REQUIRED WORK:
Copy the records below word for word, omitting the pictures from your answer.

>> Begin

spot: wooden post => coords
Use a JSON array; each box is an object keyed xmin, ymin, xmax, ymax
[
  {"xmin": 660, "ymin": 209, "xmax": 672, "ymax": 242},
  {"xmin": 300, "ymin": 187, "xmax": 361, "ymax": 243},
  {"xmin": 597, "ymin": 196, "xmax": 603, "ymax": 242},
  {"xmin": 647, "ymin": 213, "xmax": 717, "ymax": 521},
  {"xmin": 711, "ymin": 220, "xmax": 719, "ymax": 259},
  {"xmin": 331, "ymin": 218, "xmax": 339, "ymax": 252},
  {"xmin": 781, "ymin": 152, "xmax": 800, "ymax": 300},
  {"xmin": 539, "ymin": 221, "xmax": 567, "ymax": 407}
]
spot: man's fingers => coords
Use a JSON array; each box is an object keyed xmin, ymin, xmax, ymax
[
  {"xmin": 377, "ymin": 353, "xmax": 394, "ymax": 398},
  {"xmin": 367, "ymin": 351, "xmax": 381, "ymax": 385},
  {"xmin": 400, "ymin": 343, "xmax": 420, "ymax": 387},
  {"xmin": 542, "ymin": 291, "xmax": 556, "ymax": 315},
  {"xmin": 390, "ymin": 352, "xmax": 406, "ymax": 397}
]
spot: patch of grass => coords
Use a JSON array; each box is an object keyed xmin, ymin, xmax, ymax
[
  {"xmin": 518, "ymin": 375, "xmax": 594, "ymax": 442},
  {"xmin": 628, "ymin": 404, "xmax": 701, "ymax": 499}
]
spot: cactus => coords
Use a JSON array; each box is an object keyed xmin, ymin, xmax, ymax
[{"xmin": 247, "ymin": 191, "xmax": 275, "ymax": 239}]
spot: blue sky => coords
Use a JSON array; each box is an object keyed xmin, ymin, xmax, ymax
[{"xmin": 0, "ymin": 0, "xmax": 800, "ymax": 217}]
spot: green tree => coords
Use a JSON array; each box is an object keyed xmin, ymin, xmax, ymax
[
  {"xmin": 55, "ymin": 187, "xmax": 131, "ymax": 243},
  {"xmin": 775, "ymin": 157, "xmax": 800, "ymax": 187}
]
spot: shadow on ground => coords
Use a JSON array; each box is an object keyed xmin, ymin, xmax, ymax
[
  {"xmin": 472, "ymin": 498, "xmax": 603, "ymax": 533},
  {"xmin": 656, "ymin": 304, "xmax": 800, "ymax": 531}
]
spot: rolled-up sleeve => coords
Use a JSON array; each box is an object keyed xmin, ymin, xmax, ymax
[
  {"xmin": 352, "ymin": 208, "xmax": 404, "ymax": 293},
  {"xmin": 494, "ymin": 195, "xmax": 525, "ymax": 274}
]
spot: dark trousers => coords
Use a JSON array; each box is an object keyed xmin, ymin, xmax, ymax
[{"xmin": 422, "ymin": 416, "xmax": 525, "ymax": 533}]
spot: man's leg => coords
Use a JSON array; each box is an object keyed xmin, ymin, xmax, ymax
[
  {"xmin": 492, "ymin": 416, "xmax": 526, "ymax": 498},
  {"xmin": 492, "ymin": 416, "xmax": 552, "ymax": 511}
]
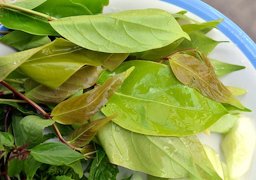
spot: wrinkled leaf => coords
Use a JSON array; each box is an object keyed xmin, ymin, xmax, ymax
[
  {"xmin": 20, "ymin": 115, "xmax": 54, "ymax": 144},
  {"xmin": 0, "ymin": 4, "xmax": 58, "ymax": 36},
  {"xmin": 101, "ymin": 61, "xmax": 227, "ymax": 136},
  {"xmin": 51, "ymin": 69, "xmax": 132, "ymax": 124},
  {"xmin": 221, "ymin": 117, "xmax": 256, "ymax": 179},
  {"xmin": 35, "ymin": 0, "xmax": 108, "ymax": 18},
  {"xmin": 132, "ymin": 38, "xmax": 184, "ymax": 61},
  {"xmin": 69, "ymin": 117, "xmax": 113, "ymax": 147},
  {"xmin": 98, "ymin": 123, "xmax": 220, "ymax": 180},
  {"xmin": 178, "ymin": 32, "xmax": 222, "ymax": 54},
  {"xmin": 88, "ymin": 149, "xmax": 119, "ymax": 180},
  {"xmin": 50, "ymin": 9, "xmax": 189, "ymax": 53},
  {"xmin": 0, "ymin": 131, "xmax": 14, "ymax": 150},
  {"xmin": 181, "ymin": 19, "xmax": 222, "ymax": 33},
  {"xmin": 210, "ymin": 114, "xmax": 239, "ymax": 134},
  {"xmin": 0, "ymin": 31, "xmax": 51, "ymax": 51},
  {"xmin": 25, "ymin": 66, "xmax": 101, "ymax": 103},
  {"xmin": 211, "ymin": 60, "xmax": 245, "ymax": 77},
  {"xmin": 30, "ymin": 142, "xmax": 84, "ymax": 166},
  {"xmin": 169, "ymin": 53, "xmax": 244, "ymax": 109}
]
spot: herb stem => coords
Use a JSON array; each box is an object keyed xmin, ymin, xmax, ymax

>> End

OUTPUT FOR THIS EXERCISE:
spot: wooden post => coords
Use a JSON array; each box is an object keyed xmin, ymin, xmax, ymax
[
  {"xmin": 660, "ymin": 209, "xmax": 672, "ymax": 242},
  {"xmin": 300, "ymin": 187, "xmax": 361, "ymax": 243},
  {"xmin": 597, "ymin": 196, "xmax": 603, "ymax": 242},
  {"xmin": 647, "ymin": 213, "xmax": 717, "ymax": 521},
  {"xmin": 711, "ymin": 220, "xmax": 719, "ymax": 259},
  {"xmin": 331, "ymin": 218, "xmax": 339, "ymax": 252},
  {"xmin": 781, "ymin": 152, "xmax": 800, "ymax": 300},
  {"xmin": 539, "ymin": 221, "xmax": 567, "ymax": 407}
]
spot: man's fingers => coords
Use a JSON array; each box is an object keyed xmin, ymin, xmax, ymax
[
  {"xmin": 377, "ymin": 353, "xmax": 394, "ymax": 398},
  {"xmin": 367, "ymin": 351, "xmax": 381, "ymax": 385},
  {"xmin": 400, "ymin": 343, "xmax": 420, "ymax": 387},
  {"xmin": 542, "ymin": 291, "xmax": 556, "ymax": 315},
  {"xmin": 390, "ymin": 352, "xmax": 406, "ymax": 397}
]
spot: patch of grass => coords
Use a JSON array; each box is an object keyed xmin, ymin, xmax, ymax
[
  {"xmin": 518, "ymin": 375, "xmax": 594, "ymax": 442},
  {"xmin": 628, "ymin": 404, "xmax": 701, "ymax": 499}
]
spot: cactus => coords
Use a JSON array; each box is an object keyed xmin, ymin, xmax, ymax
[{"xmin": 247, "ymin": 191, "xmax": 275, "ymax": 239}]
spot: blue sky => coords
Use a JSON array; each box is an object keyed xmin, ymin, xmax, ymax
[{"xmin": 0, "ymin": 0, "xmax": 800, "ymax": 217}]
spot: green tree => coords
Use a JSON array; each box is an object keyed xmin, ymin, xmax, ymax
[
  {"xmin": 55, "ymin": 187, "xmax": 131, "ymax": 243},
  {"xmin": 775, "ymin": 157, "xmax": 800, "ymax": 187}
]
spot: shadow on ground => coords
Use a JSON array; each box is an object keyed xmin, ymin, xmax, ymax
[
  {"xmin": 472, "ymin": 498, "xmax": 603, "ymax": 533},
  {"xmin": 656, "ymin": 304, "xmax": 800, "ymax": 531}
]
spot: rolled-up sleeve => coords
Use a JSON array; each box is an object keyed xmin, ymin, xmax, ymax
[
  {"xmin": 352, "ymin": 208, "xmax": 404, "ymax": 293},
  {"xmin": 494, "ymin": 195, "xmax": 525, "ymax": 274}
]
spot: dark trousers => coords
Use a JSON array; each box is an object keyed xmin, ymin, xmax, ymax
[{"xmin": 422, "ymin": 416, "xmax": 525, "ymax": 533}]
spot: man's leg => coords
Use a JSON array; each box is an object keyed xmin, ymin, xmax, ymax
[
  {"xmin": 492, "ymin": 416, "xmax": 526, "ymax": 498},
  {"xmin": 492, "ymin": 416, "xmax": 552, "ymax": 511}
]
spot: wrinkled leaf => coords
Use a JSON array; each box is an object keyed xmin, ymin, xmax, ymax
[
  {"xmin": 20, "ymin": 115, "xmax": 54, "ymax": 144},
  {"xmin": 0, "ymin": 4, "xmax": 58, "ymax": 36},
  {"xmin": 101, "ymin": 61, "xmax": 227, "ymax": 136},
  {"xmin": 51, "ymin": 69, "xmax": 132, "ymax": 124},
  {"xmin": 221, "ymin": 117, "xmax": 256, "ymax": 179},
  {"xmin": 35, "ymin": 0, "xmax": 108, "ymax": 18},
  {"xmin": 132, "ymin": 38, "xmax": 184, "ymax": 61},
  {"xmin": 69, "ymin": 117, "xmax": 113, "ymax": 147},
  {"xmin": 98, "ymin": 123, "xmax": 220, "ymax": 180},
  {"xmin": 178, "ymin": 32, "xmax": 222, "ymax": 54},
  {"xmin": 88, "ymin": 149, "xmax": 119, "ymax": 180},
  {"xmin": 50, "ymin": 9, "xmax": 189, "ymax": 53},
  {"xmin": 0, "ymin": 131, "xmax": 14, "ymax": 150},
  {"xmin": 181, "ymin": 19, "xmax": 222, "ymax": 33},
  {"xmin": 210, "ymin": 114, "xmax": 239, "ymax": 134},
  {"xmin": 0, "ymin": 31, "xmax": 51, "ymax": 51},
  {"xmin": 25, "ymin": 66, "xmax": 101, "ymax": 103},
  {"xmin": 211, "ymin": 60, "xmax": 245, "ymax": 77},
  {"xmin": 30, "ymin": 142, "xmax": 84, "ymax": 166},
  {"xmin": 169, "ymin": 53, "xmax": 244, "ymax": 109}
]
spot: herb stem => coords
Use a JSON array; each box is an object keyed xmin, ymin, xmax, ymax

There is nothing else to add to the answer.